MATERIAL FOR THIS TASK Start Marker

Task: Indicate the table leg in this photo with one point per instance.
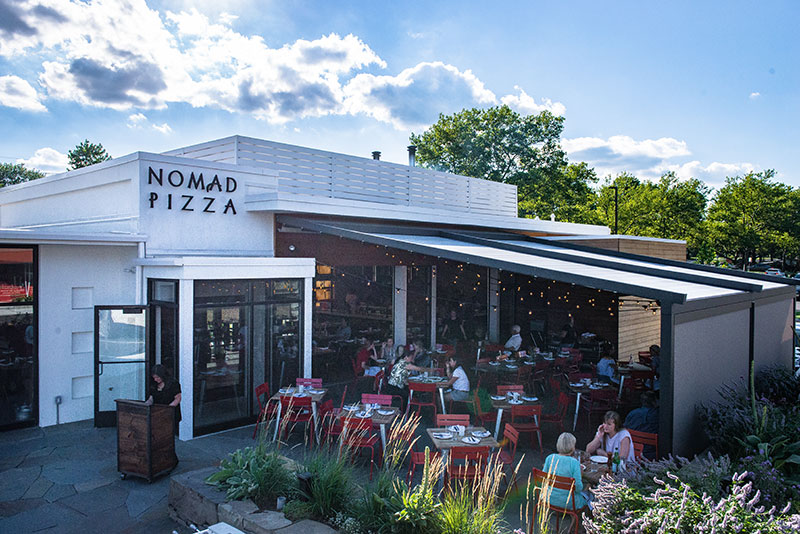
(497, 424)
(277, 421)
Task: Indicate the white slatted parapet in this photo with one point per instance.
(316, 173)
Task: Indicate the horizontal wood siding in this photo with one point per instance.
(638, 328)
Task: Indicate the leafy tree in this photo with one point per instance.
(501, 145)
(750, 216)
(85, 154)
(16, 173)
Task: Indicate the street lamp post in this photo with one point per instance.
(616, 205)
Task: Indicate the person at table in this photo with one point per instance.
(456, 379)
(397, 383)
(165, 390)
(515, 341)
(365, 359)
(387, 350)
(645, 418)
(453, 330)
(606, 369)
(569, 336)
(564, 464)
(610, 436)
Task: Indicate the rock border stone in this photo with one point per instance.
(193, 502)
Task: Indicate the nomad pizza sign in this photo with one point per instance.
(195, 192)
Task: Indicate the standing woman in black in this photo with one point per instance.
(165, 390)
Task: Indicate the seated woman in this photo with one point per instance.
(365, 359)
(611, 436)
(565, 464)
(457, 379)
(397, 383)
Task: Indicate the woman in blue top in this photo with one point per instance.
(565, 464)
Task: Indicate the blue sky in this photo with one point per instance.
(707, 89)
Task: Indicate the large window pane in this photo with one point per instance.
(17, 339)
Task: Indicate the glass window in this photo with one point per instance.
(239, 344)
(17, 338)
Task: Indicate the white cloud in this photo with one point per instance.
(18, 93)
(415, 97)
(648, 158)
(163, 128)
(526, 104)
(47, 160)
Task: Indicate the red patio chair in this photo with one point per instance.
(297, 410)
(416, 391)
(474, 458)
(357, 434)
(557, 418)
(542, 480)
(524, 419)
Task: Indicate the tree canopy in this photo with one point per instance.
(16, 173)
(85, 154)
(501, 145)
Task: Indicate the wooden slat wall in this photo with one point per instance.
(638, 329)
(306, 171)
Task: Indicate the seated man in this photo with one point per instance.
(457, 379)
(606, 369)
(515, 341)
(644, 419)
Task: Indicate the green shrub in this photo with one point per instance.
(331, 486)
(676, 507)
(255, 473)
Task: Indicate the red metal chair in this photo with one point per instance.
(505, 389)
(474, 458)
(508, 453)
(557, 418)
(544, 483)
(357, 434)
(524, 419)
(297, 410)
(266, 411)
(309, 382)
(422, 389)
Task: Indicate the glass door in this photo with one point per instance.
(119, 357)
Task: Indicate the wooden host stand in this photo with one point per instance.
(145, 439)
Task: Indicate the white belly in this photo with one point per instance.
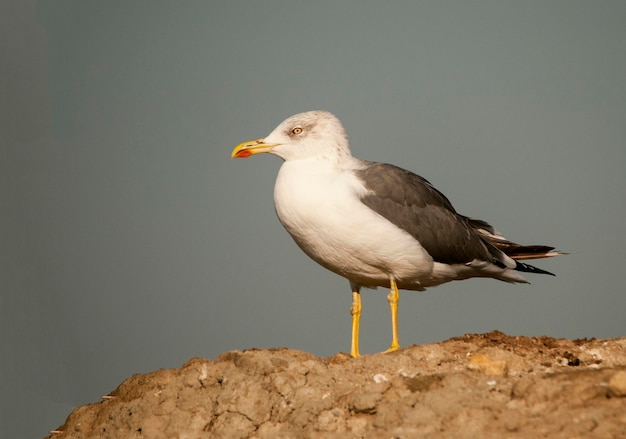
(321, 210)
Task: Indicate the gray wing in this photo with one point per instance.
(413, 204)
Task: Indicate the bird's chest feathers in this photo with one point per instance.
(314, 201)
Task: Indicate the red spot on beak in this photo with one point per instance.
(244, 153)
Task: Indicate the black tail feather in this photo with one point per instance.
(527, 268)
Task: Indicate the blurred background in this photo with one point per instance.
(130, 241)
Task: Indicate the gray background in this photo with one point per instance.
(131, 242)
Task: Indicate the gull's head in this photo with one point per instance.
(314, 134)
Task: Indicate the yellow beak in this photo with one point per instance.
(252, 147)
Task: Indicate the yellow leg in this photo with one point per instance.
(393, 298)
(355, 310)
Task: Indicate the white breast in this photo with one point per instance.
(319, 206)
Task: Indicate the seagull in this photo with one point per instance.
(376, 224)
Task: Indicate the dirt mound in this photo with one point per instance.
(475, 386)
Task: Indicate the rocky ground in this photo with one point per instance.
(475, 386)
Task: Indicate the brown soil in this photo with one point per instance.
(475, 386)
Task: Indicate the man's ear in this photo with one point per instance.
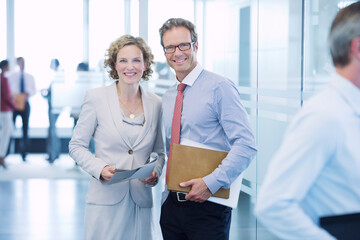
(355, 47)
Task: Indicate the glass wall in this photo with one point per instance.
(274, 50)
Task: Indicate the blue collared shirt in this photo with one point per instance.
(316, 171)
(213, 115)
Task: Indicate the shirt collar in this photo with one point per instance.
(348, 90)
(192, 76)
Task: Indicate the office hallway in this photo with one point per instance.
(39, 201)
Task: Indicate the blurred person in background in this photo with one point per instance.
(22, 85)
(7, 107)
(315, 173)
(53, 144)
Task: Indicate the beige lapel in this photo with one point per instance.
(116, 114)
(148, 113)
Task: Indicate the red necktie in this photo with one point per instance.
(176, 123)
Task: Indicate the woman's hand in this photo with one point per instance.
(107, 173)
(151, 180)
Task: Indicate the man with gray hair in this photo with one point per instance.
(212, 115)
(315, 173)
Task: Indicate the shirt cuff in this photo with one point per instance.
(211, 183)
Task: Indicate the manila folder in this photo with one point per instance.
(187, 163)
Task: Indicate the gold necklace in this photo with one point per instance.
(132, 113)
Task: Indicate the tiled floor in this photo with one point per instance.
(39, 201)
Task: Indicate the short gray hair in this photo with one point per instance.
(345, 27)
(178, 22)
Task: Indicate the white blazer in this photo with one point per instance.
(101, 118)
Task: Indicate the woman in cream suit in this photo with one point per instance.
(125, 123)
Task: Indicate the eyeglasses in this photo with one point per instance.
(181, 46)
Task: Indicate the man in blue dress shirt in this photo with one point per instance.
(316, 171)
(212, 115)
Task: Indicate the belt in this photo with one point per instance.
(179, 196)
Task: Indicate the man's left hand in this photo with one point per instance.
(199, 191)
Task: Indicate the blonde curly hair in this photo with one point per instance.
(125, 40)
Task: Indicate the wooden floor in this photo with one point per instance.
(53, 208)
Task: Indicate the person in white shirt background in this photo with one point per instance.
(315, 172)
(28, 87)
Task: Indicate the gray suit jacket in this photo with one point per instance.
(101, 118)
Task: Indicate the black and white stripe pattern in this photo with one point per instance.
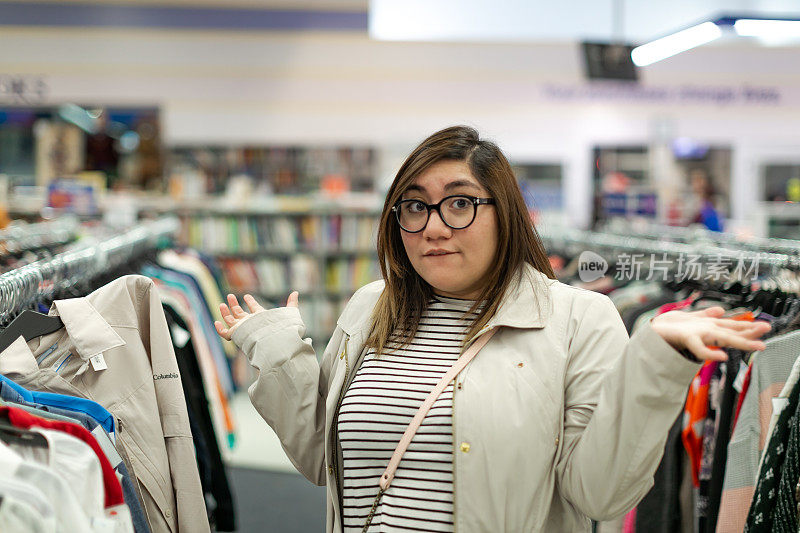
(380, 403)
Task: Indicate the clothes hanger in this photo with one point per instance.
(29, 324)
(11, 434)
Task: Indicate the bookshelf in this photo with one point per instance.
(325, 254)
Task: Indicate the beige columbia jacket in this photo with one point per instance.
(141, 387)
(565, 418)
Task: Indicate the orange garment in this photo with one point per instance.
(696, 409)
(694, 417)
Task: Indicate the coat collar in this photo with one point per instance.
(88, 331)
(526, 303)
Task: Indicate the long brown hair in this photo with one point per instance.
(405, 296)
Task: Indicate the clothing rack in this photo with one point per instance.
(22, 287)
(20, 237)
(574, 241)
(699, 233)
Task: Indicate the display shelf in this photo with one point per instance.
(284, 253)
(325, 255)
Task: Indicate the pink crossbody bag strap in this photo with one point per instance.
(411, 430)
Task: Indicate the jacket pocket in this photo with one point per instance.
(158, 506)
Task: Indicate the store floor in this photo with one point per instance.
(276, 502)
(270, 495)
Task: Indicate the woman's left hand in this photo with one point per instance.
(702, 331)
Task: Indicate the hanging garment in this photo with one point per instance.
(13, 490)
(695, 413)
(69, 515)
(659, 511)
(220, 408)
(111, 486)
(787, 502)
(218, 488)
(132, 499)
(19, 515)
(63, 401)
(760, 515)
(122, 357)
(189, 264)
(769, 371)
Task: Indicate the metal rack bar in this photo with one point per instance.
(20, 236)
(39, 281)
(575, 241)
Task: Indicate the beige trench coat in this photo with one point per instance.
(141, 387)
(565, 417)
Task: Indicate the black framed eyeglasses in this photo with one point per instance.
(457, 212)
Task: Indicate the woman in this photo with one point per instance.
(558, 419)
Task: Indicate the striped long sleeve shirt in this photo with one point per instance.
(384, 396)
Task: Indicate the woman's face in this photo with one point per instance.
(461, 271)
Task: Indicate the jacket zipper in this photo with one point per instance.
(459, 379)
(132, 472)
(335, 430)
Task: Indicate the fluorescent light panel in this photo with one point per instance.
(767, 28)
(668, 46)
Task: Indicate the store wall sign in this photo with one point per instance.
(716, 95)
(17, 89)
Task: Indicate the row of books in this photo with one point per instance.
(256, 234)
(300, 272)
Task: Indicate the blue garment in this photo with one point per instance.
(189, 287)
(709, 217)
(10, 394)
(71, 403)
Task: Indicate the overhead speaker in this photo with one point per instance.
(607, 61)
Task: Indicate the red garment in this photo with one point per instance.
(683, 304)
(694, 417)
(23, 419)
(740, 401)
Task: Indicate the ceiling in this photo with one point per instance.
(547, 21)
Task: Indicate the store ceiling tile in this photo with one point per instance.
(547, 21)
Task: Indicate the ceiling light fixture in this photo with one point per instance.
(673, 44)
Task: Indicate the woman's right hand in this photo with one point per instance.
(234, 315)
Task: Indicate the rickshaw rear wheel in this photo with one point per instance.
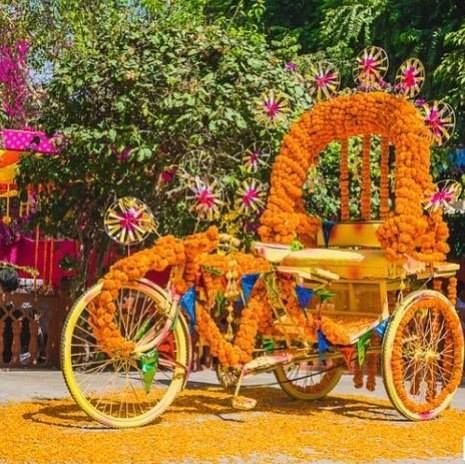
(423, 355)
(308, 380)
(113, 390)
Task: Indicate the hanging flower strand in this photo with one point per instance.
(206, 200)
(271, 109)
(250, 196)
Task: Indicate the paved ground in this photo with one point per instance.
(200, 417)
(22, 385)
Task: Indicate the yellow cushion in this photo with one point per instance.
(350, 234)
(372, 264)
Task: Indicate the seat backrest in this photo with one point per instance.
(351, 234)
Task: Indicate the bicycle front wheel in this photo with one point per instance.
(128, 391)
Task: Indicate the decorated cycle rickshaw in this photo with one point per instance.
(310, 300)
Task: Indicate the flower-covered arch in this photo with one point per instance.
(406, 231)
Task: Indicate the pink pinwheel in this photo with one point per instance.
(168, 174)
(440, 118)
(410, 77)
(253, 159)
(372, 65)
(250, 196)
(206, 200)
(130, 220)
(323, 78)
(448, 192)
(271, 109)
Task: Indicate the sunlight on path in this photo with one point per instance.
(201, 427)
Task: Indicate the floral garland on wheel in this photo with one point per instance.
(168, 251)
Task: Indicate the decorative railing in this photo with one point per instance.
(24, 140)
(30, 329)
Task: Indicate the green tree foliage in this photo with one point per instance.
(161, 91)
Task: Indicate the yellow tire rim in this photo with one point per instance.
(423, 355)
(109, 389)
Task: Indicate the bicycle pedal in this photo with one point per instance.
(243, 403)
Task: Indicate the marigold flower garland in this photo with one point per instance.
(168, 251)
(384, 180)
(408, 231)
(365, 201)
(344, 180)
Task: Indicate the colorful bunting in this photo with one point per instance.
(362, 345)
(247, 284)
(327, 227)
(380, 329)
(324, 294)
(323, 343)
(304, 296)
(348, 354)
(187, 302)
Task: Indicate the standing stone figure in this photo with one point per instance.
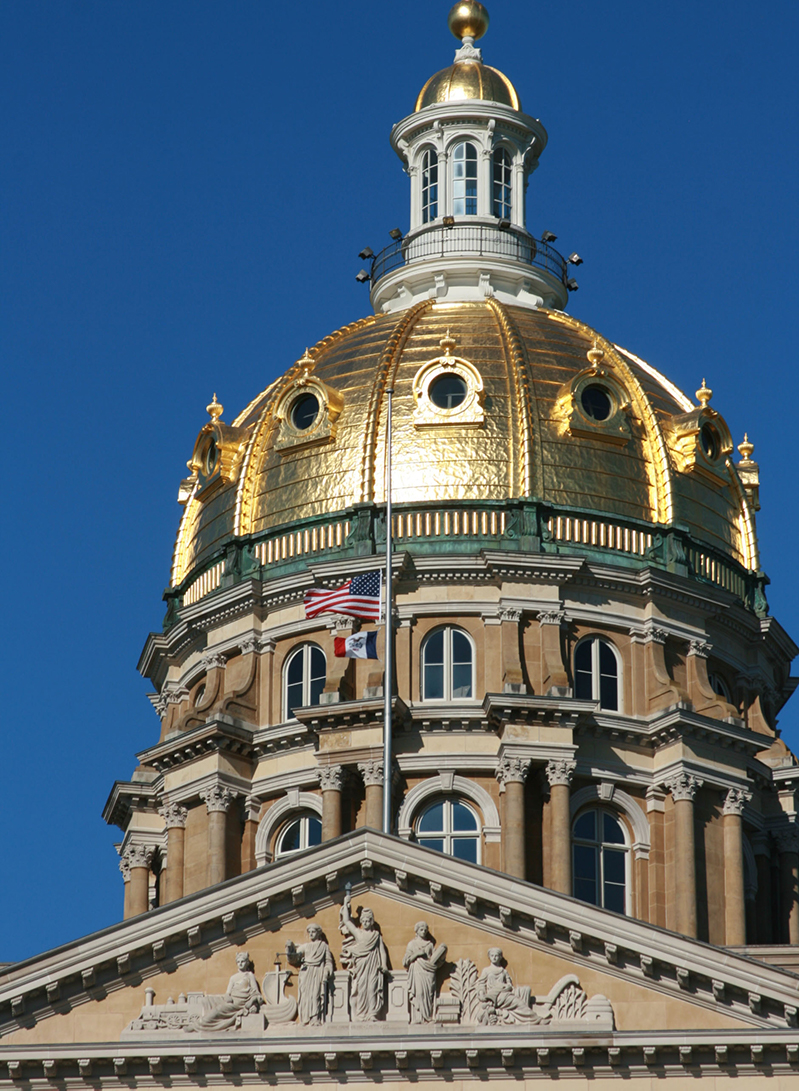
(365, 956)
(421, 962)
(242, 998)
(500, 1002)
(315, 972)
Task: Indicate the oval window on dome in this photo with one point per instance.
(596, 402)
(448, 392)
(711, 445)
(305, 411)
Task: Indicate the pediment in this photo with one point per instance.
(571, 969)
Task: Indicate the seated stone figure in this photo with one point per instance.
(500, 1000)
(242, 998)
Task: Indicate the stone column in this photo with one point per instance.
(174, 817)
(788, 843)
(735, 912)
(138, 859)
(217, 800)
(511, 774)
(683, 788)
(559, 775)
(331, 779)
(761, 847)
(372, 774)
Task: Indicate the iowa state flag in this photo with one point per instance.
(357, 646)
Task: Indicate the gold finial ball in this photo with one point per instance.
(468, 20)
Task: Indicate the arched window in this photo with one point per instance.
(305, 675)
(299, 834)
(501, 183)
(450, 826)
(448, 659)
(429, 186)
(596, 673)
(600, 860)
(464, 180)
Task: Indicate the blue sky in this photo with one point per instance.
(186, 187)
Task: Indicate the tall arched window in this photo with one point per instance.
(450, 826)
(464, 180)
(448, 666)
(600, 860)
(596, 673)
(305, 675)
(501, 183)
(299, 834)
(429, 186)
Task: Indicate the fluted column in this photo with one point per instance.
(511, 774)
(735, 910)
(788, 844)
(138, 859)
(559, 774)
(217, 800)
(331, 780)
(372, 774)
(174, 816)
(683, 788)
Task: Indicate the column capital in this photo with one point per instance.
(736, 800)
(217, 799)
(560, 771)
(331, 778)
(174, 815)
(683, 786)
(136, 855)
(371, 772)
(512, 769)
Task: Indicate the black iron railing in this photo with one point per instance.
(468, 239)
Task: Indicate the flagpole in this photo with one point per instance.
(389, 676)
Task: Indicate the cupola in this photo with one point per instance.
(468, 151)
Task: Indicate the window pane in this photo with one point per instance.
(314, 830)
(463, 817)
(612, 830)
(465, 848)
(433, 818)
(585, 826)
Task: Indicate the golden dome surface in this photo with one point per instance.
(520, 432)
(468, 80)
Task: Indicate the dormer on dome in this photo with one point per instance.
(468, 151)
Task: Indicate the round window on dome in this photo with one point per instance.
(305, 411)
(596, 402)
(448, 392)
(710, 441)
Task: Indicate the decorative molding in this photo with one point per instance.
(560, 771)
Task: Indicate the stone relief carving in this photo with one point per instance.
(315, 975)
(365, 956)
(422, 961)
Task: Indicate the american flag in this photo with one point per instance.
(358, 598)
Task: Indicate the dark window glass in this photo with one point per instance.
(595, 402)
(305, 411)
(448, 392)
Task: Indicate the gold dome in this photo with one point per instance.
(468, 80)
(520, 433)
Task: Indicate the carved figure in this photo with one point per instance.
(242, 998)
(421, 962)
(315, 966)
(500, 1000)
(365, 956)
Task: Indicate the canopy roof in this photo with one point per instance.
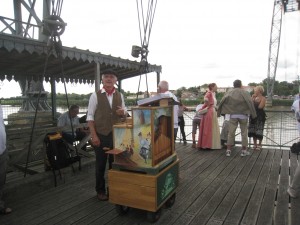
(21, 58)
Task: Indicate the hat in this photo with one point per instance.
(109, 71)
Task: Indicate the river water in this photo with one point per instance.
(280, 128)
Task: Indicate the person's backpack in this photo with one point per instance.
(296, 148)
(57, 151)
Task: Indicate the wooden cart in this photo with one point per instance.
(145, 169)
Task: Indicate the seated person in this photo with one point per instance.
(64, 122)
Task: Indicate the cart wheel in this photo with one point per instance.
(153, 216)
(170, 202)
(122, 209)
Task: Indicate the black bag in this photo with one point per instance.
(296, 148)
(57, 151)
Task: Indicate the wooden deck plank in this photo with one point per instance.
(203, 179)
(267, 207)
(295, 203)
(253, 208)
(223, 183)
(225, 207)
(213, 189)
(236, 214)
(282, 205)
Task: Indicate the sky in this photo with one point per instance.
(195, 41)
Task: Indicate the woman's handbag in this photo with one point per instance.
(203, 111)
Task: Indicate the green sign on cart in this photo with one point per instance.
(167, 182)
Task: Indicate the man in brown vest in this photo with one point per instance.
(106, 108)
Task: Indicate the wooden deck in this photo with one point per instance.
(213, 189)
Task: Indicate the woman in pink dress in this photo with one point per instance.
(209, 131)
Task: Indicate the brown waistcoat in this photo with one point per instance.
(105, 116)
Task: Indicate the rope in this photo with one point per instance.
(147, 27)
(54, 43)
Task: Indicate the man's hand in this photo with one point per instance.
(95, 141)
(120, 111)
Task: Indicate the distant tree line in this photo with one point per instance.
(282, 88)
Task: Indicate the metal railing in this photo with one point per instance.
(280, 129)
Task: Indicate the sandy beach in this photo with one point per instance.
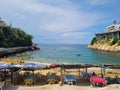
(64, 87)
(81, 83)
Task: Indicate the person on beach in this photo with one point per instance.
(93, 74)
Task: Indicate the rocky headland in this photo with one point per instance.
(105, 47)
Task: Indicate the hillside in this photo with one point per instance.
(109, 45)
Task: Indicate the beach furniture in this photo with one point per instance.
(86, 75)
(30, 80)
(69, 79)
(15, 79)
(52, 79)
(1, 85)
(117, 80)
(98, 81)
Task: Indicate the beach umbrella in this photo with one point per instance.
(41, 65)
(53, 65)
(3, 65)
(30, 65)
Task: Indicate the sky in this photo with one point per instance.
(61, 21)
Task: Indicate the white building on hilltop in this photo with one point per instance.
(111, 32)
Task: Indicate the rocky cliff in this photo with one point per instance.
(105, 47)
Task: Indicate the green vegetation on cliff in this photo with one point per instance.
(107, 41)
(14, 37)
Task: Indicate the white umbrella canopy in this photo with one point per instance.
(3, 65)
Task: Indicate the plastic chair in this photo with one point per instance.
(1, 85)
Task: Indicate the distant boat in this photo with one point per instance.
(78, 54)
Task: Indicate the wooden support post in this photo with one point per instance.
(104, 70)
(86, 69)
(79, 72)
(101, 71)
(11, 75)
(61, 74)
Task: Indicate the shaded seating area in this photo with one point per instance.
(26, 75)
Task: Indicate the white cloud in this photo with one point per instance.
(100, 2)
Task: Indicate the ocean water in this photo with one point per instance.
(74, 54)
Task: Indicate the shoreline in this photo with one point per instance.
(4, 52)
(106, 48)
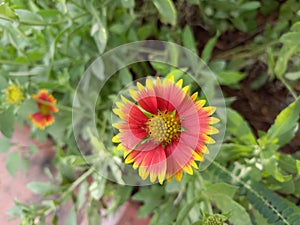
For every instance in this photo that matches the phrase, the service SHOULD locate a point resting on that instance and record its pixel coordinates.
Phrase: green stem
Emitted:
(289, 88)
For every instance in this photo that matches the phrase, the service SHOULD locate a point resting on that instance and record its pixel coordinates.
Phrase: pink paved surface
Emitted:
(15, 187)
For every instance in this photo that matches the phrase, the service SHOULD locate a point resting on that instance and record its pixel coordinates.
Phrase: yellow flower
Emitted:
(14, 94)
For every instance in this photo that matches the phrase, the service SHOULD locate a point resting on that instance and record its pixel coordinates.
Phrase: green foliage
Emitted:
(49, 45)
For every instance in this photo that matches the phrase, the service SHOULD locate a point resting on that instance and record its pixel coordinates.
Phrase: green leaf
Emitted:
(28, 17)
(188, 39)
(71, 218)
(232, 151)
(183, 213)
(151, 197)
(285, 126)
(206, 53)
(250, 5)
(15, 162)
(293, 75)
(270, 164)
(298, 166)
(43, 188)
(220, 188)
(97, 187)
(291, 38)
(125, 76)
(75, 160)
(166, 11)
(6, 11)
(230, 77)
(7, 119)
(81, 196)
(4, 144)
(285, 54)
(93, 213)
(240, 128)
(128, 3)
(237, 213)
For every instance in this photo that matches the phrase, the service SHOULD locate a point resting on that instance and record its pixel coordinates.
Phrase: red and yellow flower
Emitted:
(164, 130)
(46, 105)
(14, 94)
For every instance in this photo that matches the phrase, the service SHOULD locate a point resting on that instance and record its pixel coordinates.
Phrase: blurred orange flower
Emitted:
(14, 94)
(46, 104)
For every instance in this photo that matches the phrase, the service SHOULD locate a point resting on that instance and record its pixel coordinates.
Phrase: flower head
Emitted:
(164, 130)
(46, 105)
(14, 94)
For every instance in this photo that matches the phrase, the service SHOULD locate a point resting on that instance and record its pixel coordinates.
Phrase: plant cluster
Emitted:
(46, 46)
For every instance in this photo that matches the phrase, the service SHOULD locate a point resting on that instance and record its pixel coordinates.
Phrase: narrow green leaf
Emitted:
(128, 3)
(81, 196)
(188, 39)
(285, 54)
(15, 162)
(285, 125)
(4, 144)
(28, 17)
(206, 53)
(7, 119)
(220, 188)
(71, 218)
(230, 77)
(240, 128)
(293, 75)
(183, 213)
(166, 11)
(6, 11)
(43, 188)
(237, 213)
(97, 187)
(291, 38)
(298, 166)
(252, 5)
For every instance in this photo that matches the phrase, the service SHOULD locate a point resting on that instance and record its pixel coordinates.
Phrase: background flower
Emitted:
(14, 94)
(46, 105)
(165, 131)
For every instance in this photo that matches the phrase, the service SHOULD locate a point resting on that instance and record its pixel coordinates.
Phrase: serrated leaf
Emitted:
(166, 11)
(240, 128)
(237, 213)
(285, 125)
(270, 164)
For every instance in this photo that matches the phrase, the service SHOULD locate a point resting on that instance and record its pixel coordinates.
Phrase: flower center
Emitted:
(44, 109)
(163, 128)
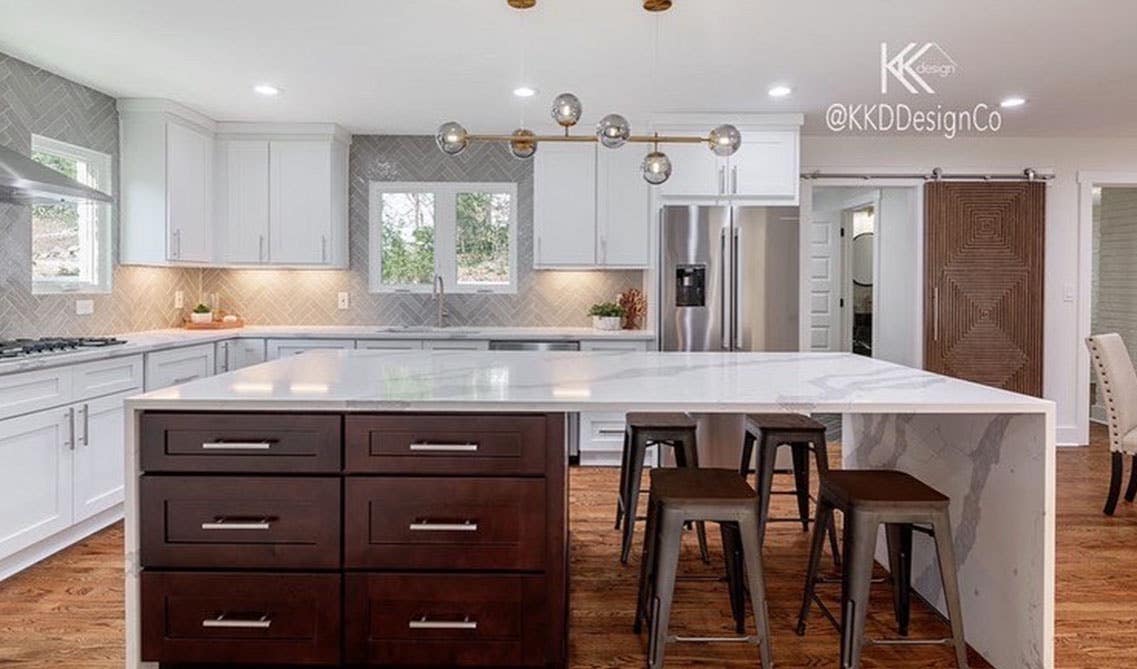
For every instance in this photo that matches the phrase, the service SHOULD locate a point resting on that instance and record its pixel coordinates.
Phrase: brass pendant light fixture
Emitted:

MATERIAL FOR THIS TASK End Marker

» **ACTION ITEM**:
Go to the line in the material above that contains "Phrase: green foliage" and copy exactly from there through the line that contains "Phrase: green leaf", stopping after it.

» **OUTPUT FOR THIS TASK**:
Phrase: green foliage
Emitted:
(49, 45)
For every instance in this photo that matches the phrase, the service SHOULD locate a point resting on that instance and record its pixel coordinates.
Phrase: green leaf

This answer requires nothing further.